### Problem details
Rewrite only the entries that open with the line containing "Query string: landing craft railing" and close with the line containing "[373,91,384,101]", replacing "helmet" with "combat helmet" and keeping everything else the same.

⁂

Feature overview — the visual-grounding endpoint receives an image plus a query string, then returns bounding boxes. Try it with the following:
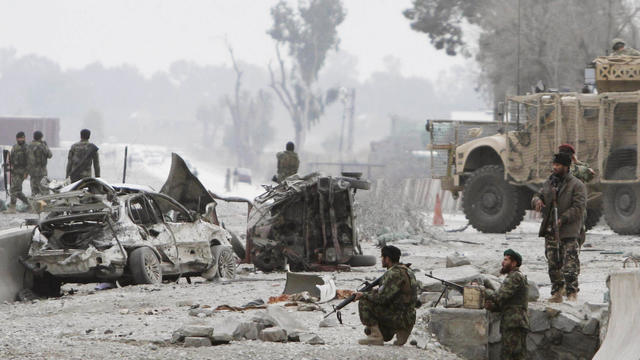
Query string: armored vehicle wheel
[129,247,162,285]
[462,165,525,233]
[584,208,602,231]
[603,166,640,235]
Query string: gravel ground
[0,208,640,359]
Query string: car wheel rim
[144,254,162,284]
[218,251,236,279]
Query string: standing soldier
[27,130,53,196]
[531,153,587,303]
[67,129,100,182]
[611,39,640,56]
[355,246,418,346]
[276,141,300,182]
[484,249,529,360]
[7,131,29,213]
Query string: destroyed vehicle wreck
[21,154,237,295]
[247,173,376,271]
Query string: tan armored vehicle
[427,57,640,234]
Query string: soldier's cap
[558,144,576,155]
[503,249,522,266]
[553,152,571,166]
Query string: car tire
[603,166,640,235]
[227,229,246,259]
[348,255,376,267]
[211,245,238,279]
[584,208,602,231]
[462,165,525,234]
[129,247,162,285]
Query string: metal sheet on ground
[593,270,640,360]
[0,227,33,301]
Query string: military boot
[393,330,411,346]
[549,291,562,303]
[358,325,384,345]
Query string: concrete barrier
[593,270,640,360]
[0,227,33,301]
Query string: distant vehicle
[21,154,237,295]
[427,57,640,234]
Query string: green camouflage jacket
[571,161,593,184]
[9,143,28,173]
[486,268,529,330]
[27,140,53,176]
[276,150,300,181]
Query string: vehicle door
[127,194,178,264]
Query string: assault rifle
[426,272,464,307]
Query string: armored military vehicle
[427,56,640,234]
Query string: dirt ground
[0,204,640,359]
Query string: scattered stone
[318,316,338,327]
[184,336,211,347]
[260,327,287,342]
[210,334,233,345]
[447,252,471,268]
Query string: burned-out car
[247,173,375,271]
[21,154,237,292]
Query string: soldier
[67,129,100,182]
[27,130,53,196]
[484,249,529,360]
[276,141,300,182]
[355,246,418,346]
[611,39,640,56]
[531,153,587,303]
[7,131,30,213]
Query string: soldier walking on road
[611,39,640,56]
[355,246,418,346]
[485,249,529,360]
[276,141,300,182]
[7,131,30,213]
[27,130,53,196]
[531,153,587,303]
[67,129,100,182]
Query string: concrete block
[428,308,489,359]
[260,327,287,342]
[184,336,211,347]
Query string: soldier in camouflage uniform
[611,39,640,56]
[485,249,529,360]
[7,131,29,213]
[276,141,300,182]
[27,131,53,196]
[356,246,418,346]
[67,129,100,182]
[531,153,587,303]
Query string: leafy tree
[267,0,346,148]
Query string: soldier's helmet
[611,38,626,50]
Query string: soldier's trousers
[544,236,580,295]
[30,175,49,197]
[358,298,415,341]
[9,171,29,205]
[500,328,528,360]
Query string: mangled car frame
[247,173,375,271]
[21,154,237,295]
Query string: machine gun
[324,275,384,324]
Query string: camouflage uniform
[358,264,418,341]
[276,150,300,182]
[9,143,29,207]
[67,140,100,182]
[27,140,53,196]
[486,268,529,360]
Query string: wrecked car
[246,173,376,271]
[21,154,237,295]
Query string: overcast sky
[0,0,471,80]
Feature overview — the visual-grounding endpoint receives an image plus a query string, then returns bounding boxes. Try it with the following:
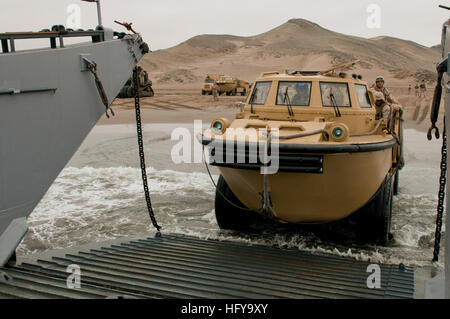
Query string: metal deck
[0,235,414,299]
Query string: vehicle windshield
[320,82,351,107]
[277,81,311,106]
[249,82,272,105]
[355,84,372,108]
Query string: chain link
[433,118,447,261]
[133,66,161,231]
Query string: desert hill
[141,19,440,86]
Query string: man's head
[373,91,385,106]
[375,75,384,89]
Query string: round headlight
[328,123,350,142]
[212,121,223,131]
[211,118,230,134]
[331,127,344,139]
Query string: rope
[133,66,161,232]
[433,118,447,261]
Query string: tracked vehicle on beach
[199,62,403,245]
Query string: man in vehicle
[370,75,399,104]
[212,81,219,101]
[291,82,309,105]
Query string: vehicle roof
[256,71,367,85]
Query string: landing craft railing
[0,28,120,53]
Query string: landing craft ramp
[0,234,414,299]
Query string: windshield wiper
[249,87,258,113]
[330,92,342,117]
[283,86,294,116]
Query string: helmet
[373,91,384,101]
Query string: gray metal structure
[0,26,148,266]
[0,235,414,299]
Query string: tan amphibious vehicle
[199,61,403,245]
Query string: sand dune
[142,19,440,88]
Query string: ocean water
[17,123,445,267]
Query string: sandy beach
[97,83,444,136]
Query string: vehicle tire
[393,168,400,196]
[214,175,262,230]
[350,173,393,246]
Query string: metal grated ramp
[0,235,414,299]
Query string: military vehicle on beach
[202,74,222,95]
[199,62,404,245]
[202,74,250,96]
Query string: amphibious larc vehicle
[199,62,403,245]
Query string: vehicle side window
[277,81,311,106]
[355,84,372,108]
[320,82,351,107]
[249,82,272,105]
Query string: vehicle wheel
[350,174,393,246]
[393,168,400,196]
[215,175,262,230]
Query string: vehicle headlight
[211,118,230,134]
[328,123,349,142]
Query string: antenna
[81,0,103,25]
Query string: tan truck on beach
[202,74,250,96]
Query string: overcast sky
[0,0,450,50]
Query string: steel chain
[133,66,161,231]
[433,118,447,261]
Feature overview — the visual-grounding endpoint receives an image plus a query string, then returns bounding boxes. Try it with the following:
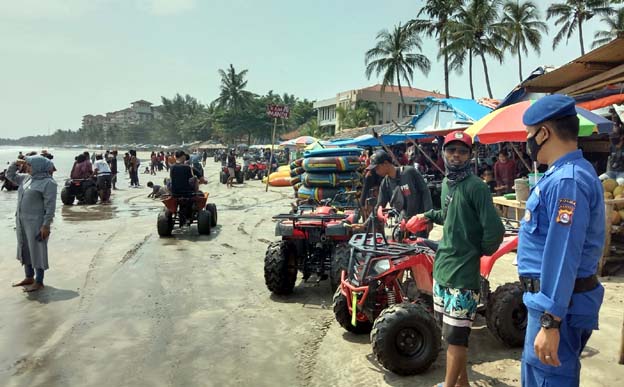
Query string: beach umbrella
[464,100,613,144]
[294,136,317,146]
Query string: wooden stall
[492,196,624,276]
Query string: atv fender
[480,236,518,278]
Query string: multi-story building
[82,99,162,132]
[314,84,445,132]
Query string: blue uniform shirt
[518,150,605,329]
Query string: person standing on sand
[518,94,605,387]
[128,149,140,188]
[7,156,57,292]
[417,131,505,387]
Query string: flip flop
[24,282,45,293]
[11,279,35,288]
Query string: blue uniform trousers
[522,308,592,387]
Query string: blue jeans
[24,265,44,284]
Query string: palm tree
[445,0,508,99]
[364,23,431,116]
[501,0,548,82]
[215,64,254,112]
[592,8,624,48]
[407,0,462,98]
[546,0,613,55]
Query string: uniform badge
[556,199,576,226]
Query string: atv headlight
[368,259,390,277]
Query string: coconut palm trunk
[442,37,451,98]
[468,50,474,99]
[397,77,407,119]
[518,51,522,83]
[480,52,494,98]
[579,15,585,55]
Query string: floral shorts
[433,280,479,328]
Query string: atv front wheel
[197,210,212,235]
[85,187,98,204]
[371,303,442,375]
[333,288,373,335]
[206,203,217,227]
[61,188,75,206]
[485,282,527,348]
[156,210,173,237]
[329,242,351,290]
[264,241,297,294]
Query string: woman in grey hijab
[6,156,57,292]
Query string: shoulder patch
[556,199,576,226]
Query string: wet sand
[0,159,624,387]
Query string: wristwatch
[540,313,561,329]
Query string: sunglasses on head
[444,146,470,155]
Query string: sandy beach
[0,159,624,387]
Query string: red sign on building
[267,105,290,118]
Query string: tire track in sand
[11,229,151,376]
[297,316,333,387]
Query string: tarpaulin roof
[331,132,429,147]
[410,98,492,134]
[496,66,552,109]
[523,38,624,96]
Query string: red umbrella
[465,100,613,144]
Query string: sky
[0,0,616,138]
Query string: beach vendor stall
[465,100,624,274]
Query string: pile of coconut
[602,179,624,226]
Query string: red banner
[267,105,290,118]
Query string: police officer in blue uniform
[518,94,605,386]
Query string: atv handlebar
[273,214,347,221]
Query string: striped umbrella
[464,100,613,144]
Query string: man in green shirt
[419,131,505,387]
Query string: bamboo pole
[264,117,277,192]
[392,120,446,176]
[509,142,537,171]
[620,310,624,364]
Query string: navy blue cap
[366,149,392,170]
[522,94,577,125]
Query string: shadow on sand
[26,285,79,304]
[270,281,333,310]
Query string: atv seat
[417,238,440,251]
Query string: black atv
[264,192,358,294]
[61,178,98,206]
[219,164,245,184]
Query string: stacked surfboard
[290,148,362,200]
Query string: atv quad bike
[61,178,98,206]
[333,211,527,375]
[219,164,245,184]
[264,195,356,294]
[156,192,217,237]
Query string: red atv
[264,192,358,294]
[156,192,217,237]
[333,209,527,375]
[219,164,244,184]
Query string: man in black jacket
[366,150,433,238]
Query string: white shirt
[93,160,111,175]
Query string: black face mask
[527,127,548,162]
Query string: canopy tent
[197,141,226,149]
[465,100,613,144]
[304,140,337,150]
[410,97,492,136]
[522,37,624,97]
[331,132,429,147]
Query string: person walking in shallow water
[7,156,57,292]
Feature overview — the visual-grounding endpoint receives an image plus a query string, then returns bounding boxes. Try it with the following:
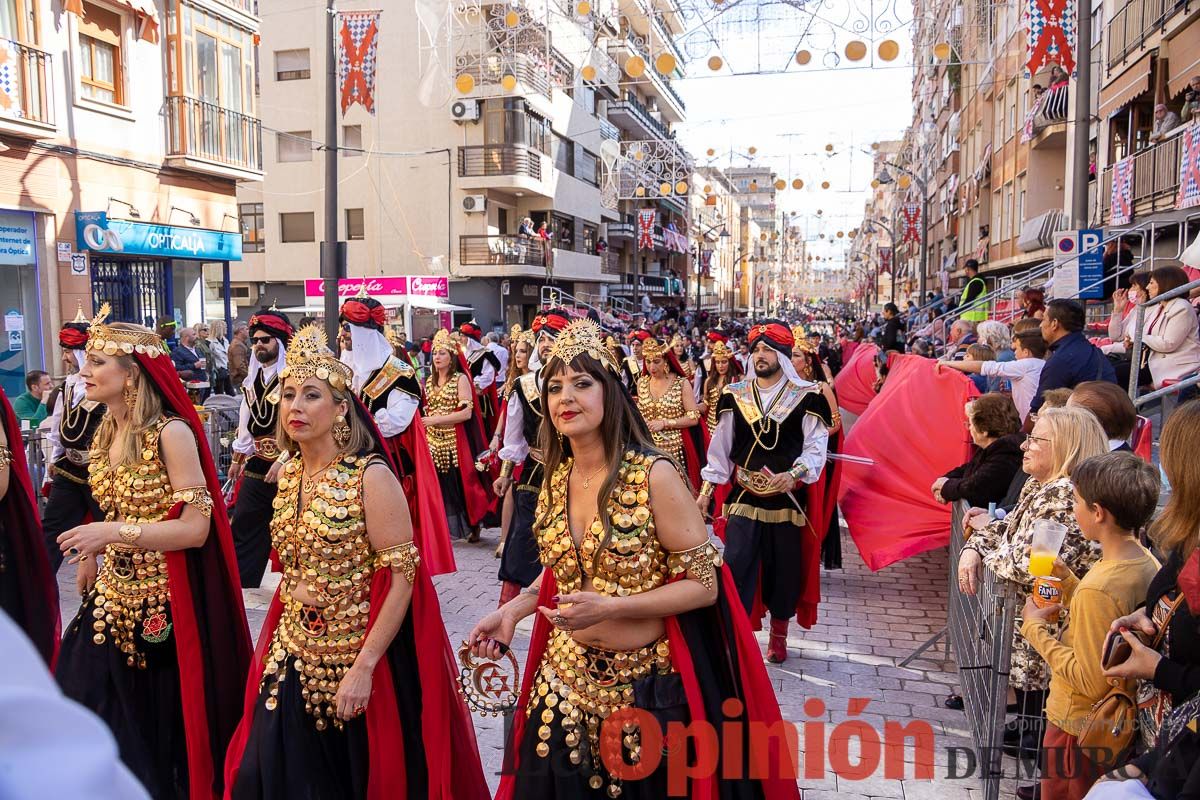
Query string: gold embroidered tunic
[88,416,179,669]
[425,374,463,473]
[637,375,688,464]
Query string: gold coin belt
[268,456,377,730]
[425,380,461,473]
[526,631,672,798]
[88,417,176,669]
[536,451,667,597]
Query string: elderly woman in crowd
[1104,401,1200,800]
[930,392,1024,509]
[959,408,1109,754]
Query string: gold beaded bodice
[263,456,377,729]
[88,416,178,668]
[535,451,667,597]
[637,375,686,464]
[425,374,462,473]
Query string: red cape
[0,390,62,669]
[496,566,800,800]
[133,354,251,800]
[393,411,457,575]
[839,354,979,570]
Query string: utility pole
[320,0,346,350]
[1070,2,1092,228]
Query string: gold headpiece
[709,342,733,361]
[509,325,534,347]
[550,319,619,372]
[88,302,170,357]
[280,325,354,391]
[642,338,667,361]
[430,327,461,356]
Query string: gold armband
[170,486,212,519]
[667,542,725,591]
[376,542,421,583]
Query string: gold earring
[334,414,350,447]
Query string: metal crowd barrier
[947,503,1037,800]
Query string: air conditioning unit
[450,100,479,122]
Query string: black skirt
[230,658,367,800]
[56,594,188,800]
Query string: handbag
[1075,593,1183,764]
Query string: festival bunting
[1109,156,1132,225]
[838,348,979,571]
[1024,0,1076,78]
[1175,122,1200,209]
[637,209,655,249]
[900,203,922,243]
[337,11,380,116]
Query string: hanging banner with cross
[337,11,382,116]
[1024,0,1076,78]
[637,209,656,249]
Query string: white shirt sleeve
[376,389,420,438]
[500,386,529,464]
[232,393,254,456]
[792,414,829,483]
[700,411,733,486]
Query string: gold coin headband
[88,302,170,357]
[550,319,619,373]
[280,325,354,391]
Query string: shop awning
[1166,24,1200,97]
[62,0,158,42]
[1099,53,1153,120]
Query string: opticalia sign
[76,211,241,261]
[304,275,450,300]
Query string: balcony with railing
[458,235,546,269]
[1098,127,1187,224]
[164,95,263,179]
[0,38,54,139]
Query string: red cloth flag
[838,348,979,571]
[833,342,880,415]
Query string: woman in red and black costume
[458,319,500,439]
[58,316,251,800]
[0,383,60,668]
[341,294,456,575]
[425,330,496,542]
[226,326,488,800]
[469,320,799,800]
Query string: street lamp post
[876,161,929,302]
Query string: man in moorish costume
[697,319,833,663]
[42,306,104,572]
[229,306,293,589]
[341,291,455,575]
[494,303,571,606]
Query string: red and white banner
[637,209,658,249]
[337,11,380,116]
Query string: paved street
[60,531,983,800]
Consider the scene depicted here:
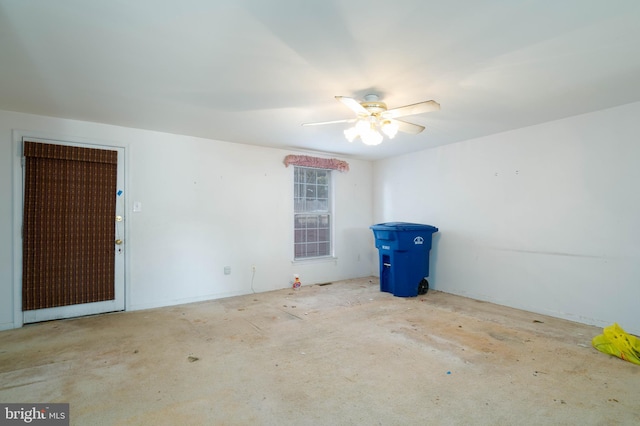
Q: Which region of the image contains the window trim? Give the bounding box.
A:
[292,165,336,263]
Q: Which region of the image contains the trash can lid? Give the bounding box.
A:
[369,222,438,233]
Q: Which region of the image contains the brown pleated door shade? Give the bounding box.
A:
[22,141,118,311]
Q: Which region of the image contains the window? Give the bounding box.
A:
[293,167,331,259]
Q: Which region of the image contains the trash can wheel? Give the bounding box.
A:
[418,278,429,294]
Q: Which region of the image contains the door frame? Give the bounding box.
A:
[12,130,130,328]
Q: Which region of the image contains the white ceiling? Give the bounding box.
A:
[0,0,640,159]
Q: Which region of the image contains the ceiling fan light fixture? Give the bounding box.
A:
[354,118,371,134]
[380,120,400,139]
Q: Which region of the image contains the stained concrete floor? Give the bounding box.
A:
[0,278,640,425]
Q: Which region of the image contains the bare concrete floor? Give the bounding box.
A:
[0,278,640,425]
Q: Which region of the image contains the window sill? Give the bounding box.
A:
[291,256,338,265]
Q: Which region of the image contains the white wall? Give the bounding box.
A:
[374,103,640,334]
[0,111,375,329]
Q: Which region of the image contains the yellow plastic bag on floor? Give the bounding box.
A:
[591,323,640,365]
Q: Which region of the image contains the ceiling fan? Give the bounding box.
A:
[303,95,440,145]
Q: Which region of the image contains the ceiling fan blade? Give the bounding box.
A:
[336,96,371,115]
[393,120,424,135]
[382,101,440,118]
[302,118,356,126]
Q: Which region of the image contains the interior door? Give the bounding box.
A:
[22,138,125,323]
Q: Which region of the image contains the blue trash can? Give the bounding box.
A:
[370,222,438,297]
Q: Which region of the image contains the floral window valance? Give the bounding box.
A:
[284,155,349,172]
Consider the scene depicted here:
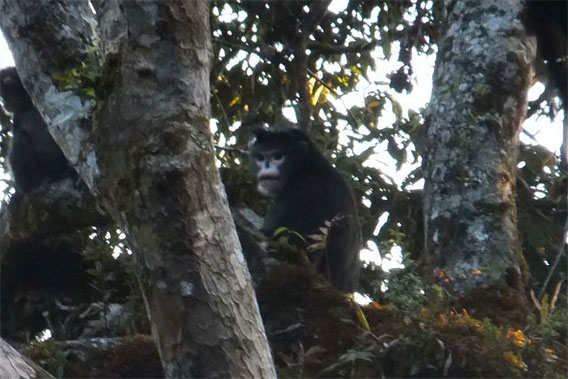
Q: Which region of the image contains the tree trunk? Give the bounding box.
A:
[424,0,535,296]
[0,0,275,378]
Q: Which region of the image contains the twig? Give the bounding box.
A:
[215,145,248,155]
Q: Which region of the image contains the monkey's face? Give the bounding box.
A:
[252,149,286,197]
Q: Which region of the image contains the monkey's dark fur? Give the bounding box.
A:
[526,0,568,109]
[249,126,361,292]
[0,67,69,193]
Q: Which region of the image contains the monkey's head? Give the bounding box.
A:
[248,127,314,197]
[0,67,31,113]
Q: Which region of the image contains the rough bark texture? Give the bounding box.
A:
[95,1,274,377]
[424,0,535,294]
[0,0,275,378]
[0,0,99,190]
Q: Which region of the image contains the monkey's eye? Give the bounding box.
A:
[272,152,284,161]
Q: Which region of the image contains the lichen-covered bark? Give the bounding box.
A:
[424,0,535,294]
[0,0,275,378]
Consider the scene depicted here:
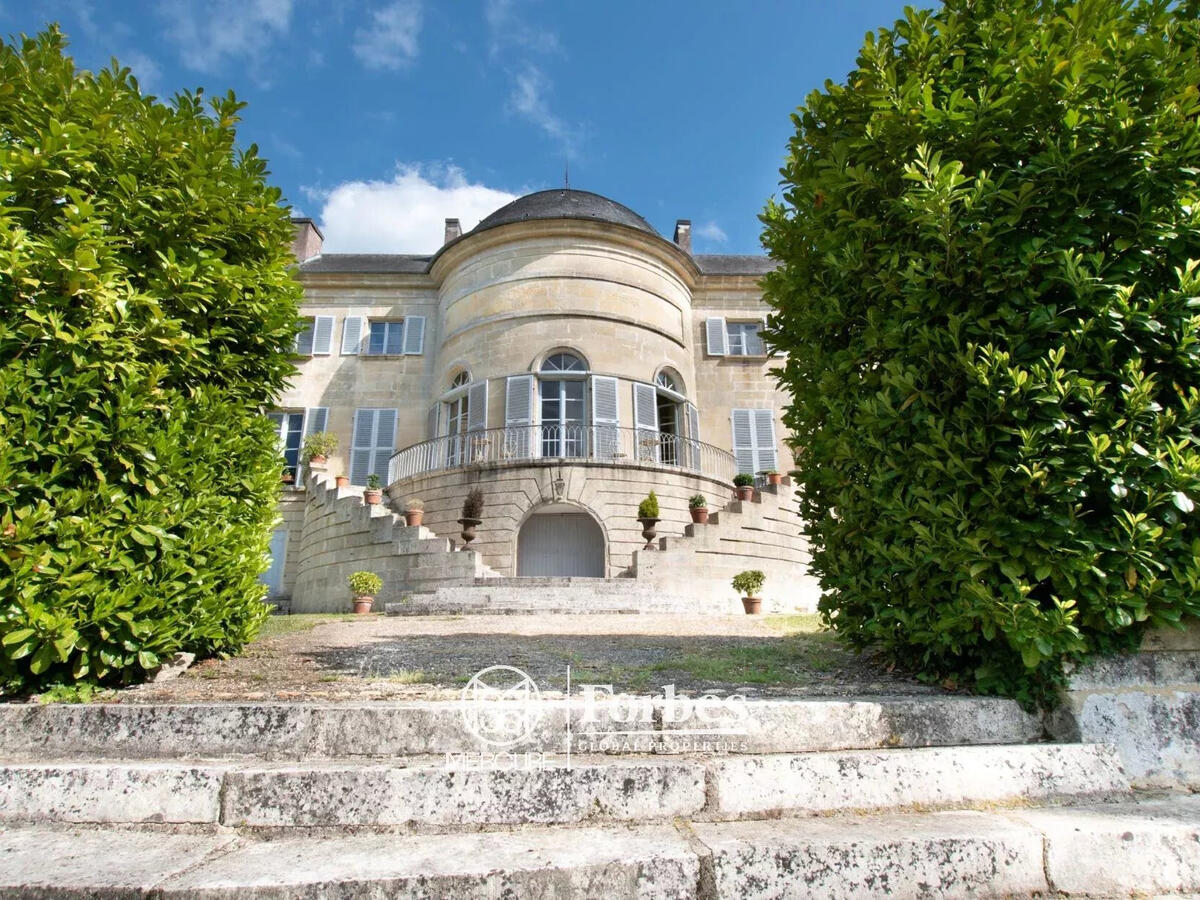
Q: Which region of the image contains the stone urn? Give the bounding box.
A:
[637,517,662,550]
[458,518,484,550]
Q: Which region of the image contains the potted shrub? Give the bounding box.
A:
[347,572,383,614]
[362,472,383,506]
[733,473,754,500]
[637,491,659,550]
[458,487,484,547]
[733,569,767,616]
[301,431,337,466]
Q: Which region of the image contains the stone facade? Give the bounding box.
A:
[271,191,812,607]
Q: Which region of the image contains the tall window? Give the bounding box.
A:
[539,353,588,457]
[367,319,404,356]
[266,413,304,481]
[446,372,470,466]
[726,322,764,356]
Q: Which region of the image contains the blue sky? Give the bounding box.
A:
[0,0,904,253]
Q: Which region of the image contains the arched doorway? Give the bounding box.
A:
[517,503,605,578]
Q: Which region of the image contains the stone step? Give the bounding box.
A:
[0,744,1129,830]
[0,691,1043,760]
[0,796,1200,900]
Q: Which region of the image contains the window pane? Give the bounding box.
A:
[367,322,388,353]
[296,319,313,356]
[384,322,404,354]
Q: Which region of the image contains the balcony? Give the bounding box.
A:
[388,425,738,484]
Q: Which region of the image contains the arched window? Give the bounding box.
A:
[654,368,683,394]
[538,350,588,457]
[541,353,588,372]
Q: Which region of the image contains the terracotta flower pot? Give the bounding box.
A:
[458,518,484,548]
[637,517,662,550]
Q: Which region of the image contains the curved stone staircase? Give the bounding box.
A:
[0,697,1200,900]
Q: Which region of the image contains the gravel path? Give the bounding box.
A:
[119,616,941,702]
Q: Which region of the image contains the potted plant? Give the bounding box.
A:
[301,431,337,466]
[458,487,484,547]
[733,473,754,500]
[637,491,660,550]
[733,569,767,616]
[347,572,383,616]
[362,472,383,506]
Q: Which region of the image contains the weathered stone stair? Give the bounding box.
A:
[289,468,496,612]
[0,697,1200,898]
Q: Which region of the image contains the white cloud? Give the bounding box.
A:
[696,222,730,244]
[118,50,162,94]
[302,163,517,253]
[158,0,292,73]
[484,0,560,59]
[509,64,576,151]
[354,0,421,70]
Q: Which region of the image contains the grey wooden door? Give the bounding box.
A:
[517,512,604,578]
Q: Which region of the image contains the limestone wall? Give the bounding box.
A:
[632,479,821,612]
[290,475,486,612]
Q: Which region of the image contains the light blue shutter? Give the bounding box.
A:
[704,316,730,356]
[686,403,700,472]
[592,376,620,460]
[754,409,779,472]
[371,409,396,485]
[404,316,425,356]
[350,409,376,486]
[312,316,334,356]
[634,384,660,461]
[504,376,538,460]
[304,407,329,437]
[342,316,362,356]
[731,409,755,475]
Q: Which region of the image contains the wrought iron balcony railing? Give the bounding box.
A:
[388,425,737,484]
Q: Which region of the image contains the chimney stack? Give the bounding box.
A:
[674,218,691,256]
[292,217,325,263]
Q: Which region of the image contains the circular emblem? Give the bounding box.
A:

⁂

### In response
Query string: landing craft railing
[0,28,120,53]
Query string: landing craft ramp
[0,234,414,299]
Query string: windshield wiper
[249,87,258,113]
[330,92,342,117]
[283,86,294,116]
Query string: combat helmet
[373,91,384,101]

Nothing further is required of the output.